>>>
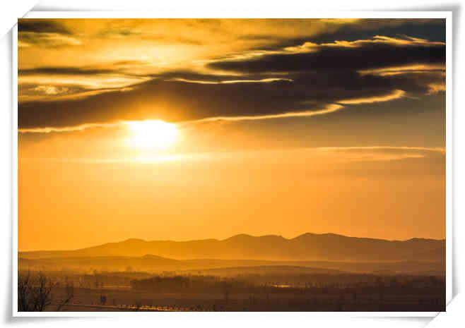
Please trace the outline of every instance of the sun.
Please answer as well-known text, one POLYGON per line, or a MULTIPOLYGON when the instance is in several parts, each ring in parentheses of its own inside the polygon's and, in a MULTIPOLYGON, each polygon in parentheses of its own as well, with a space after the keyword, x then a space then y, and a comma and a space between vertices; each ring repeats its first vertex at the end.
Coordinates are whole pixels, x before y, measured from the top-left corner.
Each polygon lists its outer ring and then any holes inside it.
POLYGON ((172 146, 179 131, 175 124, 163 121, 129 121, 126 123, 131 131, 128 144, 134 148, 160 151, 172 146))

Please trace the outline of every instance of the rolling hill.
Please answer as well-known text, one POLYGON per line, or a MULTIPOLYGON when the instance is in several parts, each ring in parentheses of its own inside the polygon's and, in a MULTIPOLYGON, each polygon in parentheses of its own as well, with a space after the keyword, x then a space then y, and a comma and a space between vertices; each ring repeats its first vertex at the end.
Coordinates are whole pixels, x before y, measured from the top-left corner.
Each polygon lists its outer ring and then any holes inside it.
<<<
To do
Can you copy, word for word, every line from the one containing "Please trace the outline of every instance of the rolling" through the end of the records, including both of those ends?

Response for this exercise
Please trace the outline of every instance of the rolling hill.
Please answer as well-known text, one POLYGON per line, or a MULTIPOLYGON when the instance is in several parts, each ring in parentheses of its own inside the polygon's and, in a MULTIPOLYGON, each polygon in parentheses of its own as well, with a space after the keyword, x then a space then y, and a comma and a space between vertices; each ring repeats its first vertex at the end.
Coordinates are whole pixels, x before y, measured from the top-left corner.
Each polygon lists its outer ring and then any holes inside it.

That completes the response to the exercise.